### DATA SUPPLIED

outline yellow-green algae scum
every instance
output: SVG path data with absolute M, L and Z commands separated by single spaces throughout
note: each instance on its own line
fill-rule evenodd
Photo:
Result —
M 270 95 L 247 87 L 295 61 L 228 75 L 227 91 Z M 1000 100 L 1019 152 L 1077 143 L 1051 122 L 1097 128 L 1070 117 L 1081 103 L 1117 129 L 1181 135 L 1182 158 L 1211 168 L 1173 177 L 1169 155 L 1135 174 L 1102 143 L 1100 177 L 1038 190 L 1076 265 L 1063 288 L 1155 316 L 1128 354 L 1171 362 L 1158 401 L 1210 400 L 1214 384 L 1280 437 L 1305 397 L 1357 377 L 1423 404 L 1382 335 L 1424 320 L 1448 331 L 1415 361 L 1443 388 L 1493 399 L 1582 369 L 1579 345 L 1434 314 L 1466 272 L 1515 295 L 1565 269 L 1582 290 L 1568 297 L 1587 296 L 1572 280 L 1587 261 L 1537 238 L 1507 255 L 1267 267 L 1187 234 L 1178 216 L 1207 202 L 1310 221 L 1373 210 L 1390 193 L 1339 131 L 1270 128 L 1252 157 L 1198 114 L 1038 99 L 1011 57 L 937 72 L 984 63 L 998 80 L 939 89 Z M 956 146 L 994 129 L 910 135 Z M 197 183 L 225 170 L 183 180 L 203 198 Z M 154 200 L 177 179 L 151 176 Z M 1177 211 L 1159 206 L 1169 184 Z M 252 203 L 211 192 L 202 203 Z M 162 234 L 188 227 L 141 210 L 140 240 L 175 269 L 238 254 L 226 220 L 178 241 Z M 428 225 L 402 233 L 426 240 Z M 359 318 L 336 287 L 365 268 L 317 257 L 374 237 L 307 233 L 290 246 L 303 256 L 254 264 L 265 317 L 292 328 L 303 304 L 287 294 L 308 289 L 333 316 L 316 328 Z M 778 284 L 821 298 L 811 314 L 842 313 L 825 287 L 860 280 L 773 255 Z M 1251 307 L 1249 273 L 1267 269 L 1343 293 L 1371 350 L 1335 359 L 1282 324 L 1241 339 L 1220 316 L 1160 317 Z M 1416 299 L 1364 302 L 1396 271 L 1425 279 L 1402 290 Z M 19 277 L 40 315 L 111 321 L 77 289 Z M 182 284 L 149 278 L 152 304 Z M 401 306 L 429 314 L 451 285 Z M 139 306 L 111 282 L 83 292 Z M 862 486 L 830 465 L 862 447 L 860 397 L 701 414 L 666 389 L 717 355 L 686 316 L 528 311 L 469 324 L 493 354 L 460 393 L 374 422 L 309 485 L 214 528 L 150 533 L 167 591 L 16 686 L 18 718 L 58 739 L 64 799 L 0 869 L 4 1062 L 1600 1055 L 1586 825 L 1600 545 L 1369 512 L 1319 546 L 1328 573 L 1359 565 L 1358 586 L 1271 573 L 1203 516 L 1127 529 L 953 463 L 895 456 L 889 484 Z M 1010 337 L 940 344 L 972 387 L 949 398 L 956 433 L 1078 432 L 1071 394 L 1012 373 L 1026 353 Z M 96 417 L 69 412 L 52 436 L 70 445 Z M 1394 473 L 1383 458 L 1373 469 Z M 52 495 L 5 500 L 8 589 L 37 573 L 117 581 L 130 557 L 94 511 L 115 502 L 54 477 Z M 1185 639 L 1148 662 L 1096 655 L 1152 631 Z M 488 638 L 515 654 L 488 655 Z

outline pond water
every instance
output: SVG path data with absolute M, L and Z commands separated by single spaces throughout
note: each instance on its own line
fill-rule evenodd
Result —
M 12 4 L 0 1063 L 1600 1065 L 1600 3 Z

######

Exactly as they appear above, write out the line containing "outline pond water" and each line that comes after it in the records.

OUTPUT BELOW |
outline pond water
every instance
output: SVG path data with absolute M, L and Z commands separated by single spaces throughout
note: each instance on its own line
fill-rule evenodd
Result —
M 12 4 L 0 1063 L 1600 1065 L 1600 3 Z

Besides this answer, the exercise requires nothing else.